> _Work instructions_
1. Copy the passage of the article on the new Biomedical & Health Informatics degree option starting at "BHI students will" and ending at "and other factors.".
2. Carry on the article about the Biomedical & Health Informatics degree option from the point where it stops.

> _Quoted passage_
((
Starting this academic year, Biomedical & Health Informatics (BHI) will be the newest transcriptable degree option within Informatics, joining Data Science, Human-Computer Interaction, Information Architecture, and Information Assurance and Cybersecurity.
BHI students will learn how to leverage their data, design and development skills to impact biology, medicine, and personal health or wellness. Approved courses explore the unique context of information challenges due to patient privacy regulations, unconscious bias, ethical considerations, and other factors.
While most Informatics students pursue a customized course of study, program chair and Associate Professor Amy Ko notes that students with specialized career goals or plans to pursue graduate study find the transcriptable degree options appealing. “Having an area of focus included on their diploma helps demonstrate interest in and exposure to specific topics and subjects that might give them an edge in a competitive job market or academic admissions process,” she says.
Each of the five Informatics degree options requires the completion of 16-20 credits from an approved list of courses. BHI coursework is taught across the Information School and the Biomedical Informatics and Medical Education (BIME) department of UW Medicine. BIME 300: Transformational Technologies for Biology, Medicine, and Health is the foundational course for the BHI option, which provides an overview of biomedical informatics as well as hands-on projects that expose students to the health data science aspects of the field. Students pursuing the BHI option must take 11-15 credits of BHI electives in addition to BIME 300.
iSchool Professor Wanda Pratt is teaching a BHI elective, Designing for Personal Health and Wellness, this winter quarter. “The field of biomedical health Informatics is growing rapidly,” notes Pratt. “Adding the BHI option helps the UW respond to both student and industry demands for more Informatics coursework related to health, well-being and the medical field.”
))
[Referring expression data]
((
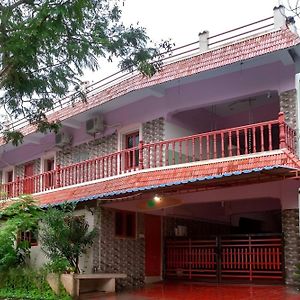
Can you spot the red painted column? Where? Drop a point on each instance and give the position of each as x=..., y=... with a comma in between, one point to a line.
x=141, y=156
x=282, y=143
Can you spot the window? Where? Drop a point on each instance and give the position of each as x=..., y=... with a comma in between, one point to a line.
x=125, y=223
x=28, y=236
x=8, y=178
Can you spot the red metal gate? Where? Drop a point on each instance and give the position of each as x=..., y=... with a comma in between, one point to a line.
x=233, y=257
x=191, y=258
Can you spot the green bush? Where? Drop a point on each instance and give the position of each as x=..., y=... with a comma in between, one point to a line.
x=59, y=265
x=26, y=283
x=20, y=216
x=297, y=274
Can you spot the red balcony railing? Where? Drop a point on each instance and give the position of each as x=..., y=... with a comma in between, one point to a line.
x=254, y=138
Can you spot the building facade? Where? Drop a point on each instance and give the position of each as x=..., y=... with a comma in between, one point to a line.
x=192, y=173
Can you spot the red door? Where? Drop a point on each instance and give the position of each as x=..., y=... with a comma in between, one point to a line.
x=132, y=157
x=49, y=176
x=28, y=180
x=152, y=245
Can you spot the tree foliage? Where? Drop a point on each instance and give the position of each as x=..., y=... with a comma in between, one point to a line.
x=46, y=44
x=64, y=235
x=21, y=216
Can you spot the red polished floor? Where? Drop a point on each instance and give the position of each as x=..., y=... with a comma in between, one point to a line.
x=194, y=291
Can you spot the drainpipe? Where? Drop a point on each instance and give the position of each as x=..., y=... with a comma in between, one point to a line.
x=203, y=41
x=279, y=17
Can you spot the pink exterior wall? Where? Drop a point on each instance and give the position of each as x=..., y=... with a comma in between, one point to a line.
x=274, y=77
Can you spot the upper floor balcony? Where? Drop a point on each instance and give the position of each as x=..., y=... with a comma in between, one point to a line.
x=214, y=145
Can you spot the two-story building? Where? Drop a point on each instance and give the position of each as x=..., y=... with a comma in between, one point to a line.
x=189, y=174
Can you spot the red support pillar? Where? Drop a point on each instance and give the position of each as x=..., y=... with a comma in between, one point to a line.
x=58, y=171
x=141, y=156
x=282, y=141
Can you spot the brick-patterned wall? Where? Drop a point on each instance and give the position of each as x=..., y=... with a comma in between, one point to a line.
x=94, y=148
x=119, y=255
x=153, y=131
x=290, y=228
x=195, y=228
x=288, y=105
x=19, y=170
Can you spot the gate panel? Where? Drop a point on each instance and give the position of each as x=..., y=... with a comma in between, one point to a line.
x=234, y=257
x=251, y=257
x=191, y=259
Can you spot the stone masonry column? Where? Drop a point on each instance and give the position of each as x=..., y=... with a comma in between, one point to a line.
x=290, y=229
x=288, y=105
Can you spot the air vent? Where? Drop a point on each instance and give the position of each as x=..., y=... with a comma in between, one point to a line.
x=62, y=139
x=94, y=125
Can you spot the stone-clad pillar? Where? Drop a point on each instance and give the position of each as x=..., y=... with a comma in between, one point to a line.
))
> _Answer set_
1.
BHI students will learn how to leverage their data, design and development skills to impact biology, medicine, and personal health or wellness. Approved courses explore the unique context of information challenges due to patient privacy regulations, unconscious bias, ethical considerations, and other factors.

2.
BHI graduates may seek to advance the science of DNA sequencing, genomics; impact individual, community and population health; or design, improve and develop personal technologies for health and wellness.
The addition of the BHI degree option reflects the Information School’s growing focus on health and well-being. Pratt, who also has an adjunct appointment with BIME, is one of the iSchool’s leading researchers impacting this field of study. This fall, Pratt and her research partners won $2.8 million from the National Library of Medicine to study bias in patient-doctor communication.
Interested undergraduate students are able to contribute to her research group, iMed, which focuses on understanding people’s health information needs and designing new technologies to address those needs.
Current Informatics students can declare a BHI degree option at any time, but it is recommended that they file the necessary change-of-major forms two quarters prior to graduation, or sooner. Students who aim to meet the degree option requirements by June 2020 and have already applied for graduation should make an appointment with their advisor.